_Stated exercise_
Starting at the line that has "girl's eye, each" and stopping after the line that has "[(437, 152), (294, 115)]", give those rows again with "field-scouting log" changed to "survey notes" and nothing else altered.

_Exercise materials_
== == ==
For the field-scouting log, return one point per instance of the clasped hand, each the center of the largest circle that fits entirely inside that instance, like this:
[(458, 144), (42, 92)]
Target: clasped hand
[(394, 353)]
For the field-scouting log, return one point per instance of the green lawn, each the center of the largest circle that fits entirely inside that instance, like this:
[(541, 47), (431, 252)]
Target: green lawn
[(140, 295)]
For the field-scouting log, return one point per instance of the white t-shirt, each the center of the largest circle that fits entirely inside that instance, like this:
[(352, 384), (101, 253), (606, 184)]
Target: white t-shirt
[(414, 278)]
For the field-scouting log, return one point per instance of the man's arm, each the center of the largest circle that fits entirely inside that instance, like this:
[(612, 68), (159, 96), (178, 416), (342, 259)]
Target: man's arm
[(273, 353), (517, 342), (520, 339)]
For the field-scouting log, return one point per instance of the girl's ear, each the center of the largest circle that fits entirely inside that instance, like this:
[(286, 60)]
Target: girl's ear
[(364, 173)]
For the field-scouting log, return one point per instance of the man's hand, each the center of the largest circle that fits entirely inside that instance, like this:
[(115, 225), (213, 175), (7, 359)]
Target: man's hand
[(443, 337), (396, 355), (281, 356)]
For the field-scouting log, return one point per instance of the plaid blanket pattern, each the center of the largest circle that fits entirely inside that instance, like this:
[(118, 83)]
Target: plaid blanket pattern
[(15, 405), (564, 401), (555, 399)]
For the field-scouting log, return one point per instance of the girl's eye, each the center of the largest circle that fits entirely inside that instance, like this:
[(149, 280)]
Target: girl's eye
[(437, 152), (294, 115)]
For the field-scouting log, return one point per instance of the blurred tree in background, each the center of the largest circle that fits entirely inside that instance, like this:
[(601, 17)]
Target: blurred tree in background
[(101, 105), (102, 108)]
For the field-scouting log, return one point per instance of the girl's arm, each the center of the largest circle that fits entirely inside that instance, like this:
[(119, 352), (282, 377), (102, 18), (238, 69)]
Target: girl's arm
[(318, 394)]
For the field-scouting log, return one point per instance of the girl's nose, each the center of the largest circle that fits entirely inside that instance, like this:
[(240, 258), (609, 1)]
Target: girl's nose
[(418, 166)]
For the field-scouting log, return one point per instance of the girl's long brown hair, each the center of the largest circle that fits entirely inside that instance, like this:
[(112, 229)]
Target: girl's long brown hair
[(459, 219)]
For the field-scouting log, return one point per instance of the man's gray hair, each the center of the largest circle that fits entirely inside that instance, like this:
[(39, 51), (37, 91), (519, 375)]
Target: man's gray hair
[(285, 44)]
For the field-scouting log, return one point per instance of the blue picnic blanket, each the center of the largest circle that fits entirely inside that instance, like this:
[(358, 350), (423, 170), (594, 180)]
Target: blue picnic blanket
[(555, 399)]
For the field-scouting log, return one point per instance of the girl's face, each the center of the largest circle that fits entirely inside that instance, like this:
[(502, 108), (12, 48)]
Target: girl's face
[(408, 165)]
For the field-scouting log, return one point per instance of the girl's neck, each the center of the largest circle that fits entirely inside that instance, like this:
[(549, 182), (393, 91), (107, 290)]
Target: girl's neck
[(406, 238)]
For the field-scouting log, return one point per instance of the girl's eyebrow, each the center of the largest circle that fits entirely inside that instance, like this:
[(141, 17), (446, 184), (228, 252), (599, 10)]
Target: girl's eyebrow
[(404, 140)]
== == ==
_Full response_
For the survey notes, return one point per instance of the girl's eye, each the center of the largest circle that fits entirely inside that instance, like this:
[(149, 280)]
Target: girl's eye
[(437, 152), (294, 115)]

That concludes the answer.